▸ WHAT IS REQUIRED
If a line in the records contains the string "slope", show that line.

Referring expression data
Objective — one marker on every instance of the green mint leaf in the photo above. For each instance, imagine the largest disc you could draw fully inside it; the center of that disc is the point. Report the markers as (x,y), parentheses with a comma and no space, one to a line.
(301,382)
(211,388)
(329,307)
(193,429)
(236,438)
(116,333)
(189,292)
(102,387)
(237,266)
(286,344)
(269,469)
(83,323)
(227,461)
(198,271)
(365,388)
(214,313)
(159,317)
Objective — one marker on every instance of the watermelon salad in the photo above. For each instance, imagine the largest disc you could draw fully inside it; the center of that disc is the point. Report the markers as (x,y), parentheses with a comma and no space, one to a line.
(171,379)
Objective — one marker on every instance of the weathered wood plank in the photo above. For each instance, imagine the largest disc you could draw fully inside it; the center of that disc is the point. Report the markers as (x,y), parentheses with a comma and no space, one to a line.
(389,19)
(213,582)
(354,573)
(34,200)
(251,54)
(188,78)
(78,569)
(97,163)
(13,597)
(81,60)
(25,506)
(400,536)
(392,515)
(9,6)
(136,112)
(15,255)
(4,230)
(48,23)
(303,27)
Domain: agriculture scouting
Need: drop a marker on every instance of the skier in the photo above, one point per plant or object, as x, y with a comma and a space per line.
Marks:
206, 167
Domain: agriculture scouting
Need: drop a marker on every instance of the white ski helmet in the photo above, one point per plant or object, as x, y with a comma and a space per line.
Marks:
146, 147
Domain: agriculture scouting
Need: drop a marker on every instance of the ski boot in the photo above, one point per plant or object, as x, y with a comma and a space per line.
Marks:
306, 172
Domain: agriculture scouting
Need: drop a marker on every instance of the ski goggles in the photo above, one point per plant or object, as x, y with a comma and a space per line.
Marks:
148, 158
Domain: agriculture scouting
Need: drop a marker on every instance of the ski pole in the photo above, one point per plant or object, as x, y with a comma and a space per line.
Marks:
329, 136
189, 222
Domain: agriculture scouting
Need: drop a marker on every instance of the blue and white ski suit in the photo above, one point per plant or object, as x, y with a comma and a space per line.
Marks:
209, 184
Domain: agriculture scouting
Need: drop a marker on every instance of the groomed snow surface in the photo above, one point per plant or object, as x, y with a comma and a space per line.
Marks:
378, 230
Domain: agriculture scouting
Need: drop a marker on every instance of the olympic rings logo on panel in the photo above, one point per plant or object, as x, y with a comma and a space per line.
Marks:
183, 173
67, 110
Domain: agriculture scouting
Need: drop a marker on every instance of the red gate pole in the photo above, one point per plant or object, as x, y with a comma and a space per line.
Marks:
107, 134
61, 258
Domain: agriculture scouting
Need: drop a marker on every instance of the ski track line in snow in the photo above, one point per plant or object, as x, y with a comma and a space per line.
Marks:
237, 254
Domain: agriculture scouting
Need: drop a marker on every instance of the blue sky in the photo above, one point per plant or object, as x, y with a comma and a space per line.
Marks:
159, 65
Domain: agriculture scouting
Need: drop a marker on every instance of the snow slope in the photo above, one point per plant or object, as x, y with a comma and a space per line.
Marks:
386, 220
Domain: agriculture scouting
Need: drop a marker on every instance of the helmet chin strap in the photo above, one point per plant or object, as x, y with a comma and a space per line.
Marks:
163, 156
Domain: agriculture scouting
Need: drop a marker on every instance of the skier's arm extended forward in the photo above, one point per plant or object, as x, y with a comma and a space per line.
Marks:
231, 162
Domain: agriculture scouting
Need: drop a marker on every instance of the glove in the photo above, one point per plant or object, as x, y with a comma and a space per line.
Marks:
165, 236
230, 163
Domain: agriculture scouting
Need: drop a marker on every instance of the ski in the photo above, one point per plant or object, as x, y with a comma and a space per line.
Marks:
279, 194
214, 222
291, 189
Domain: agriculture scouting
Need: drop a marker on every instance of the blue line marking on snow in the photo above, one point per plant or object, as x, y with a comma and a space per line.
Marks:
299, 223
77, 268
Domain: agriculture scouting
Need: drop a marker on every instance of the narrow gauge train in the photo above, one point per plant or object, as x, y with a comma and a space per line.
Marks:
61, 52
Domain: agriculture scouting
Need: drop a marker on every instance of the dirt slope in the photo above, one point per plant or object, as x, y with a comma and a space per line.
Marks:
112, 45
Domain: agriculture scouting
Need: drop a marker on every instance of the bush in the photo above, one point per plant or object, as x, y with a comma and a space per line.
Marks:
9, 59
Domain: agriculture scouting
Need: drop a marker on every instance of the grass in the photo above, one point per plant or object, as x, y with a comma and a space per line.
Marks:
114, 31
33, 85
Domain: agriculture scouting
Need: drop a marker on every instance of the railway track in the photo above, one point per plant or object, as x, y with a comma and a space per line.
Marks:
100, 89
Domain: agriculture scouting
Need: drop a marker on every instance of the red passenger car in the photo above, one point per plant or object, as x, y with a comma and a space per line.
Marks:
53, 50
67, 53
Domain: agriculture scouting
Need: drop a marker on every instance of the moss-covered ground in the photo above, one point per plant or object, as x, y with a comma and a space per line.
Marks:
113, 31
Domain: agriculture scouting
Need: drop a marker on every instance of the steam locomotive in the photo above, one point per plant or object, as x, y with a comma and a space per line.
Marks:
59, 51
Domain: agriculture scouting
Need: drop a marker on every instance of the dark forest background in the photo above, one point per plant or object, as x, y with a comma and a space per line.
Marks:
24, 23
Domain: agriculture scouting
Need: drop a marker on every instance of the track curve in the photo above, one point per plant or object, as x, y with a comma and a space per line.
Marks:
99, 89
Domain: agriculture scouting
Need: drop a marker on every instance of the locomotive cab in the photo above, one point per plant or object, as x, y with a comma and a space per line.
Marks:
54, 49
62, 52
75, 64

▸ ANSWER TO THE PROBLEM
Need: drop a marker on every instance of the snow slope in the photo above, one point per plant or object, as x, y with a comma and a space per line.
Need: drop a marker on every instance of the dirt slope in the photo above, one point per plant or object, as x, y with a comma and a space per line.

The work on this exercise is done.